● DOCUMENT TEXT
* * * * * * * * *

Meet Jenna Maxwell

Posted on Monday, July 6, 2020 by Jenna MaxwellNo comments

A huge welcome to Jenna Maxwell, who joins the team here at The Find Your Flex Group.

Here she describes her experience of flexible working and why she see's flexible working as a right and not a privilege.

Flexible Working For All.

Flexible working should be for everyone. Having worked in rigid office environments as well as freelance from home, I firmly believe that most office-based jobs can be done around hours that suit the employee.

After graduating from university with a journalism degree in 2009, my first job was for a news agency where the core hours were 8am until 5pm. However, after being discreetly pulled aside by my boss while heading home one night at 5.30pm, I was told that I was expected to stay until ‘at least 7pm’ every night. For minimum wage. Although still in my early 20s and not confident enough to challenge these expectations, this was the first time I realised that the set-up was ridiculous. As a feature writer, I was willing to interview case studies from home in the evening. If I needed to and would happily file copy over the weekend. If I was willing to be flexible with my hours, why couldn’t it work both ways?

* * * * * * * * *

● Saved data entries

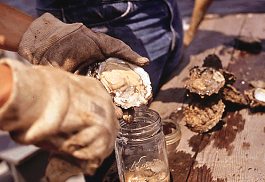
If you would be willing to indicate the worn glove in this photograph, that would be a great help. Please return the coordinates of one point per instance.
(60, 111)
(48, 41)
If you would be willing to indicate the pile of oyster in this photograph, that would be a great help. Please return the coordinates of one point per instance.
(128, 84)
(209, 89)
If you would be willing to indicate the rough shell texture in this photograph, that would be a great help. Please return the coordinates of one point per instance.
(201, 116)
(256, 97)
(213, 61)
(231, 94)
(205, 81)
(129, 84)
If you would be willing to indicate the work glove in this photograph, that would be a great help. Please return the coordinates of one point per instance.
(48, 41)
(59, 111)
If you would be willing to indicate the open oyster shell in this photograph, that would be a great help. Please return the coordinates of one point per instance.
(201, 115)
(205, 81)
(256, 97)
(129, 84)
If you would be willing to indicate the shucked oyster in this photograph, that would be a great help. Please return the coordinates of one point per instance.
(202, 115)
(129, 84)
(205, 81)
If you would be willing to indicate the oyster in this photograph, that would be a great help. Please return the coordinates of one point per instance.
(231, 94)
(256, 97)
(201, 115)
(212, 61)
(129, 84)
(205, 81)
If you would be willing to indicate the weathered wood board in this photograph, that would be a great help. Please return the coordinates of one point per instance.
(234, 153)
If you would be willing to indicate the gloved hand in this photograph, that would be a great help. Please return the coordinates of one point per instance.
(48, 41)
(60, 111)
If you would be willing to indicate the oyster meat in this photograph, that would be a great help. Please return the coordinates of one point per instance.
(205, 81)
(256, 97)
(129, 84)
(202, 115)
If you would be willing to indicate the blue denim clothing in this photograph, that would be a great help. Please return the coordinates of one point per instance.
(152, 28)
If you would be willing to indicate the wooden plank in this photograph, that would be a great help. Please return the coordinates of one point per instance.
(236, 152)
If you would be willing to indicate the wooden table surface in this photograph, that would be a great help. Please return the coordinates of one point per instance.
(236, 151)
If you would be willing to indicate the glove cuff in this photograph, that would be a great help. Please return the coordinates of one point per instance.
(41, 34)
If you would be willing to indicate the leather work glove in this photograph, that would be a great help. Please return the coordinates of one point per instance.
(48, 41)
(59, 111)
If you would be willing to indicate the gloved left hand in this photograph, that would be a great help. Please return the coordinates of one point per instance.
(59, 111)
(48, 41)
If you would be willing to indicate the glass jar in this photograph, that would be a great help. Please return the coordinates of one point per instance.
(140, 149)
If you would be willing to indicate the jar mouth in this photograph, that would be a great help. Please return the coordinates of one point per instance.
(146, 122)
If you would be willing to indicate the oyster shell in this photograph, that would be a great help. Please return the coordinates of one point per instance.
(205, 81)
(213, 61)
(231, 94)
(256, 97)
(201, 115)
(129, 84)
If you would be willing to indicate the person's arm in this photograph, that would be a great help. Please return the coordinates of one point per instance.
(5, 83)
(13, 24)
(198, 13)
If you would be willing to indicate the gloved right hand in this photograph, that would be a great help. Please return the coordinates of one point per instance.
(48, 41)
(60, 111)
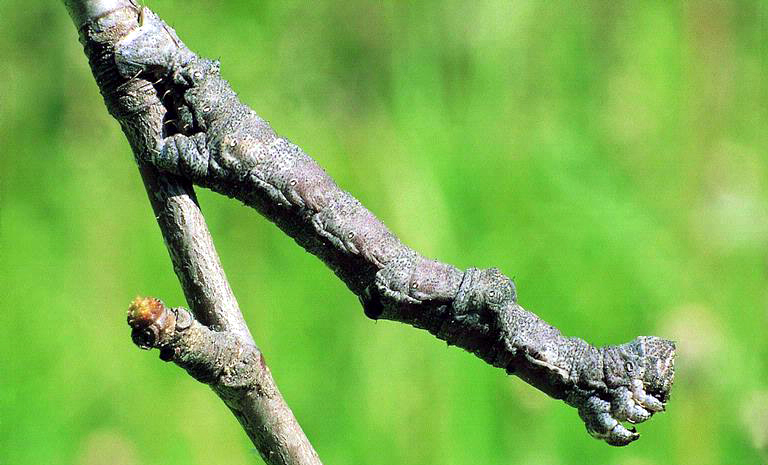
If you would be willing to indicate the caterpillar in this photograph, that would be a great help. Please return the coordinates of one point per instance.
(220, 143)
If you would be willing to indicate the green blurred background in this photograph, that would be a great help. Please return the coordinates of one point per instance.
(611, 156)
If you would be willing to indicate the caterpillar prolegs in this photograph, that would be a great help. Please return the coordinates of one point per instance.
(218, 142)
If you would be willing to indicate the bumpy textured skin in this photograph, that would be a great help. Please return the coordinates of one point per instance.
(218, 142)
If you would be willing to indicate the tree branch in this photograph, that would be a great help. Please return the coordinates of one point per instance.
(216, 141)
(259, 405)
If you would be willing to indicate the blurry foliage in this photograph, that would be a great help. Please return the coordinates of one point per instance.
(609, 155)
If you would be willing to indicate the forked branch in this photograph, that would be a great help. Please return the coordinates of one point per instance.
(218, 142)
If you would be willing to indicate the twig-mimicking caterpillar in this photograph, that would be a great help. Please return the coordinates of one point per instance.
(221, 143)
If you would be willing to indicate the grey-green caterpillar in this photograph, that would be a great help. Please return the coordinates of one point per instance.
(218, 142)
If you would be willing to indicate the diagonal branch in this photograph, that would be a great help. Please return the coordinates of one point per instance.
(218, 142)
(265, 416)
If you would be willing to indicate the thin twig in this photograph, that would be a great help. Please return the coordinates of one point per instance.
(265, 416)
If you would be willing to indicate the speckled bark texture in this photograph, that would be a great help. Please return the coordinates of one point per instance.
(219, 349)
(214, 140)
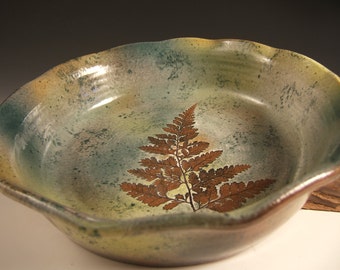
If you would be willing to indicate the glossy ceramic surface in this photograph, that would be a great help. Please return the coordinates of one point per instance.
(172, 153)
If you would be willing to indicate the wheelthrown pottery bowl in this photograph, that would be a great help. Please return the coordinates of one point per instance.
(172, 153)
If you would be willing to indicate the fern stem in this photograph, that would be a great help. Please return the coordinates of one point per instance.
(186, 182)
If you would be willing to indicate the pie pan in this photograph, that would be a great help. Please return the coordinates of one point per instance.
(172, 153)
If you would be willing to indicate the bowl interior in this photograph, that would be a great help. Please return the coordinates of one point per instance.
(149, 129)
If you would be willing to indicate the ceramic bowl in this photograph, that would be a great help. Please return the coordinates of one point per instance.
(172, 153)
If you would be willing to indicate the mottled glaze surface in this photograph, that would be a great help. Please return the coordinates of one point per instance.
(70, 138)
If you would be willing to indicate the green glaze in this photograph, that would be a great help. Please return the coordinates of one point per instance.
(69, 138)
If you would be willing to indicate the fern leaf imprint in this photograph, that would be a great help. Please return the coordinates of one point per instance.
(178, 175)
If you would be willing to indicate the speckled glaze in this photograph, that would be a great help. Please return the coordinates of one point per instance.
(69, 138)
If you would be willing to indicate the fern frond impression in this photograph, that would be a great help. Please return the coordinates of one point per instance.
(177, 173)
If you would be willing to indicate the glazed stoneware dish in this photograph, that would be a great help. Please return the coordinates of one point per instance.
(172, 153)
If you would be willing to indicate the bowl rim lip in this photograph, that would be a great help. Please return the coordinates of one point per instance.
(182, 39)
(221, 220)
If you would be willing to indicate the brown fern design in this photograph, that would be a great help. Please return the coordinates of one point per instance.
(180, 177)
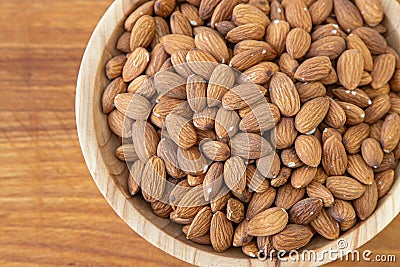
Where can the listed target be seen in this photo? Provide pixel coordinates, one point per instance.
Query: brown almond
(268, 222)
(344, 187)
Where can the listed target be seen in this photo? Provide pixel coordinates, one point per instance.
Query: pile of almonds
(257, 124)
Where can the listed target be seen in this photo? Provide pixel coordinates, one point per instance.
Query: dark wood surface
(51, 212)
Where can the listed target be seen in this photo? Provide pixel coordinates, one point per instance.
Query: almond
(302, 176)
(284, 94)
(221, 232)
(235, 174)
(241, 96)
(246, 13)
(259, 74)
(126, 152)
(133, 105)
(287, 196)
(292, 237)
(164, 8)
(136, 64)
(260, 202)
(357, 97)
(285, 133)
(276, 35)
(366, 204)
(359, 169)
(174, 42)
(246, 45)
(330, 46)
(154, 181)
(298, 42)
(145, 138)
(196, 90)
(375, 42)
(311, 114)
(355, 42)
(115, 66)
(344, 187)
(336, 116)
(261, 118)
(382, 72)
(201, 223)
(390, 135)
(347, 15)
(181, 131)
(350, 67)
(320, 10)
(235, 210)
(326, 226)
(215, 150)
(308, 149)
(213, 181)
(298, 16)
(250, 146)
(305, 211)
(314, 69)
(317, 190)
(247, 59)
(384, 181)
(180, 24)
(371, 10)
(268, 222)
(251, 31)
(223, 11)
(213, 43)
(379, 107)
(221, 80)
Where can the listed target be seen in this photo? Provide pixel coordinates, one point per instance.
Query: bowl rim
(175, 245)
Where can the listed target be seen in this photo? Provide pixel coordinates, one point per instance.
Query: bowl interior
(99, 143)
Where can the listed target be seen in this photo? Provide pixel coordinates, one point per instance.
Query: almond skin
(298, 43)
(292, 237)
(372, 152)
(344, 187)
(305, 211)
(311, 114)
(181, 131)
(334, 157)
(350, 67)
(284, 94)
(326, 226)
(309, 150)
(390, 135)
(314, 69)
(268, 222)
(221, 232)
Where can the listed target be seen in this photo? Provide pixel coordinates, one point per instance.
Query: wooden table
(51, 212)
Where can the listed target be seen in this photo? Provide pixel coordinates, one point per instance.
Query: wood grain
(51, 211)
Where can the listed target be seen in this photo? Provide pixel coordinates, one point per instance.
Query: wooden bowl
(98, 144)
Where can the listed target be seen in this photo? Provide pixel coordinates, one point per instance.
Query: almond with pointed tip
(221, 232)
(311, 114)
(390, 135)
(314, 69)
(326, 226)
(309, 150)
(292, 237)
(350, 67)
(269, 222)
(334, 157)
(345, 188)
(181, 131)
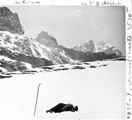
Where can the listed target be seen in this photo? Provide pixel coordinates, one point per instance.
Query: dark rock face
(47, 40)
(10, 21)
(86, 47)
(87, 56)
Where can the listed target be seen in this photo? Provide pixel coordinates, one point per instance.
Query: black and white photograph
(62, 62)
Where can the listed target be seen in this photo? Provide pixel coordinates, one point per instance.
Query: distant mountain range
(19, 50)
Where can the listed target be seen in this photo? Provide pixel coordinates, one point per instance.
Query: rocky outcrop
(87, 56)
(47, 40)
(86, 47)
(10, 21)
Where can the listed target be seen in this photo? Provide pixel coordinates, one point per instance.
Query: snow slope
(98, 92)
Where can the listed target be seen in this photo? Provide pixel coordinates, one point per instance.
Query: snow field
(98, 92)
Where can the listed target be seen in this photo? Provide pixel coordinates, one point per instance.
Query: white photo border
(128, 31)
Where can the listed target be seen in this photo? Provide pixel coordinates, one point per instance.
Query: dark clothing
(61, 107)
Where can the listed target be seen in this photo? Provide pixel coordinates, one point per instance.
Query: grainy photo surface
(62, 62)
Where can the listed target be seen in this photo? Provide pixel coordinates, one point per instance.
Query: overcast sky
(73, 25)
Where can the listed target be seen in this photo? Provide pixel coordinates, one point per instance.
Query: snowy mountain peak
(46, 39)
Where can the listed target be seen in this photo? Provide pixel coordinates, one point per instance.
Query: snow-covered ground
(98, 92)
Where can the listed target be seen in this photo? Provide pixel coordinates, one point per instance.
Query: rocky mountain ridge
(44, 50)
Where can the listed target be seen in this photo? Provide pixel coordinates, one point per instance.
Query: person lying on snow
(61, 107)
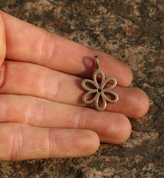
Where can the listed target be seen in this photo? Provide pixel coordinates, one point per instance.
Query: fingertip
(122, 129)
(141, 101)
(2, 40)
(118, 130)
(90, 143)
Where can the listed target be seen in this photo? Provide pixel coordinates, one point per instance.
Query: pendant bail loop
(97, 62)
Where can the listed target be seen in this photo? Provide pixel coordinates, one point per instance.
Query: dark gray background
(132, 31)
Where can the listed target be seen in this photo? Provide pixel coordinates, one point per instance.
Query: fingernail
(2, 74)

* * * * * * * * *

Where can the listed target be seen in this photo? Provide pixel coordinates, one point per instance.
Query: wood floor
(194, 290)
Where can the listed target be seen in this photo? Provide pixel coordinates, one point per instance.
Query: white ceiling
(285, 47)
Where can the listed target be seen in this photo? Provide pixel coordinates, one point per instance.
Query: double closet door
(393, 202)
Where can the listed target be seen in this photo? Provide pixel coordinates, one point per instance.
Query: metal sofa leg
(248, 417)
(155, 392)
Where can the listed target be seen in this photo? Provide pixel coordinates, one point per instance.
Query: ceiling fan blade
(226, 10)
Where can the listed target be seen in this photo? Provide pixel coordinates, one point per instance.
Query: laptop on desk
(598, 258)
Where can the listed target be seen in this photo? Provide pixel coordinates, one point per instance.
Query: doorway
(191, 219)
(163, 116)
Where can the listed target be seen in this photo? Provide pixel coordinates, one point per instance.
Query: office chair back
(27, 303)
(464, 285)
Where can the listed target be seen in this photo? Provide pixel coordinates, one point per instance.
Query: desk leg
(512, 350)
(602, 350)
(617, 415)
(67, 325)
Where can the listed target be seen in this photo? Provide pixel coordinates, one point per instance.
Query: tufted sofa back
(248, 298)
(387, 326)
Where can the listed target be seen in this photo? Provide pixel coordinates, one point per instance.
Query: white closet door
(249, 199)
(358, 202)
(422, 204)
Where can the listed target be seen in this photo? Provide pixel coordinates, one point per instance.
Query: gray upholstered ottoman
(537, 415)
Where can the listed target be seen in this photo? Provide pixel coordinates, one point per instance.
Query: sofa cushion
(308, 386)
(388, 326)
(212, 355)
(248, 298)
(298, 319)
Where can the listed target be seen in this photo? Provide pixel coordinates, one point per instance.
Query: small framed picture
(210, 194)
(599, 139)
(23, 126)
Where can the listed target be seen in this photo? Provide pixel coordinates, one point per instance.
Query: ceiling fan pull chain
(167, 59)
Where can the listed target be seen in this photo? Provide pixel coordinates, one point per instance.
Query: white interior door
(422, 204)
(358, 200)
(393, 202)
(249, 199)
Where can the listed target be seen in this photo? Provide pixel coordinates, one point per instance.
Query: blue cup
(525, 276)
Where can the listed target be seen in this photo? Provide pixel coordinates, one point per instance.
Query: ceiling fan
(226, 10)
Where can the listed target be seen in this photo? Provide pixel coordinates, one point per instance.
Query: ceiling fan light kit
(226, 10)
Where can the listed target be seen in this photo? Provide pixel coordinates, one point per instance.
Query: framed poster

* * * * * * * * *

● WORK TO BE COMPLETED
Return the passage of the post on flexible working from "Posted on Monday, July" to "Working For All.", word for word. These entries are separate material, unrelated to the post on flexible working.

● EXERCISE ANSWER
Posted on Monday, July 6, 2020 by Jenna MaxwellNo comments

A huge welcome to Jenna Maxwell, who joins the team here at The Find Your Flex Group.

Here she describes her experience of flexible working and why she see's flexible working as a right and not a privilege.

Flexible Working For All.